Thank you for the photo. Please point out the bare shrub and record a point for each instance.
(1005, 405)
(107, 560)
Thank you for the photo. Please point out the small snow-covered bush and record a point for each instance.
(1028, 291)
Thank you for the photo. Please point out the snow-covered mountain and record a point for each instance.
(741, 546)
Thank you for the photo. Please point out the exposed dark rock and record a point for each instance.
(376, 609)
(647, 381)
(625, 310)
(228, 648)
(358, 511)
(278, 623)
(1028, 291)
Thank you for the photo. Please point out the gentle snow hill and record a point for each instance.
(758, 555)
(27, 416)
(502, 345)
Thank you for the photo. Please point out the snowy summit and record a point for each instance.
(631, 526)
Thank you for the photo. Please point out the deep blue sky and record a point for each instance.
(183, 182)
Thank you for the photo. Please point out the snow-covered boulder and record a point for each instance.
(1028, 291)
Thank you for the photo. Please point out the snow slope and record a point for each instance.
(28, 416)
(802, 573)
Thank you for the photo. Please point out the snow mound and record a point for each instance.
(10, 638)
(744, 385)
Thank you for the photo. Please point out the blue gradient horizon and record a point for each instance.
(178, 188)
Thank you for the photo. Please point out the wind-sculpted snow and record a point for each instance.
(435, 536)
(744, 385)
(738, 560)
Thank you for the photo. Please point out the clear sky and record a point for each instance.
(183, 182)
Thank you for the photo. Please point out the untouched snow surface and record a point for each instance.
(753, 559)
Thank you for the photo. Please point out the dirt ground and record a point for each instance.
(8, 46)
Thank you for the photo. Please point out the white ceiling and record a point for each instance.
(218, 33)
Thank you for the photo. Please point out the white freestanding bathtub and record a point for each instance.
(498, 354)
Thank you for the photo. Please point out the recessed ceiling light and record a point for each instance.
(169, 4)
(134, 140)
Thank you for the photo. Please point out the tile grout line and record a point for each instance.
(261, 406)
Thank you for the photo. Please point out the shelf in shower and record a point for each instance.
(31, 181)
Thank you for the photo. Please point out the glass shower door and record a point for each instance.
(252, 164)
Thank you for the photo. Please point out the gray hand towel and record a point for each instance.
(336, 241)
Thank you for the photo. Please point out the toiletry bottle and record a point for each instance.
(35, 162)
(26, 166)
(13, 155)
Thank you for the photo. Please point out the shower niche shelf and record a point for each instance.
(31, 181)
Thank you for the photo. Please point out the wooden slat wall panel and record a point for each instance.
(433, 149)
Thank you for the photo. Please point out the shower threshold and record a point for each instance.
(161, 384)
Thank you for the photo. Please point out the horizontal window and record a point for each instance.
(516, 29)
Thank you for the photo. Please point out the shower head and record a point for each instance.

++++++

- [WHAT YOU WILL DO]
Transcribe the listing above verbatim, leaving every line whole.

- [TASK OUTPUT]
Thank you for the photo. Please point out the bare shrub and record a point for each instance.
(1005, 405)
(107, 560)
Thank you for the photo. Please point out the small snow-covered bush and record a point for each instance.
(1028, 291)
Thank you for the photo. Please point out the snow-covered mountain and record a point for each instance.
(741, 546)
Thank you for the photo. Please point out the exposed dark rock and record a point for each instance.
(376, 609)
(647, 381)
(625, 310)
(228, 648)
(358, 511)
(278, 623)
(1028, 291)
Thank you for the photo. Please point out the gentle snow hill and record a point for each instance.
(758, 555)
(27, 416)
(502, 345)
Thank you for the photo. Please point out the snowy summit and record a point for each instance.
(631, 526)
Thank you for the photo. Please point out the deep blue sky and record a point for each instance.
(183, 182)
Thank you for the photo. Please point out the snow-covered boulder and record a point for each instance.
(1028, 291)
Thank you for the photo. Please point out the snow slope and record a point for each instance.
(28, 416)
(802, 573)
Thank you for the photo. Please point out the snow mound and record a point for each instance.
(10, 638)
(744, 385)
Thank you for the photo. Please point out the blue gradient horizon and record a point for each instance.
(178, 188)
Thank you for the photo. Please point out the wind-sculpted snow and record a point for each instance.
(435, 536)
(744, 385)
(738, 560)
Thank you for the photo. Please point out the clear sky and record a point for each instance.
(183, 182)
Thank you for the photo. Please point out the untouched snow surface and record a point for each instance.
(753, 559)
Thank you for the photo. Please point out the dirt ground and record a point for each instance.
(8, 46)
Thank you for the photo. Please point out the white ceiling and record a point for each instance.
(218, 33)
Thank you for the photo. Please point out the white freestanding bathtub and record a point for each instance.
(498, 354)
Thank you for the photo. Please point out the recessed ceiling light and record a point for each instance.
(169, 4)
(134, 140)
Thank you for the photo. Please point out the tile grout line and record a point for each instance.
(261, 406)
Thank you for the photo. Please point out the shelf in shower and record a point for each instance.
(31, 181)
Thank you for the photo. Please point out the glass shower door and record a point for each instance.
(252, 164)
Thank you for the photo. Please point out the gray hand towel and record a point for each instance.
(336, 241)
Thank you for the photo. Please point out the toiletry bottle and record a point for each instance.
(35, 162)
(26, 166)
(13, 155)
Thank you for the photo. Please point out the shower niche shelf and record a point for each instance.
(31, 181)
Thank you for the photo. Please point out the wooden slat wall panel and record a point for each instance.
(433, 149)
Thank you for the photo. Please point out the shower threshold and record a point for each instance.
(161, 384)
Thank you for the photo. Please point out the horizontal window and record a point for each instance.
(516, 29)
Thank you for the photo. Please point out the shower head and record a point for each instance.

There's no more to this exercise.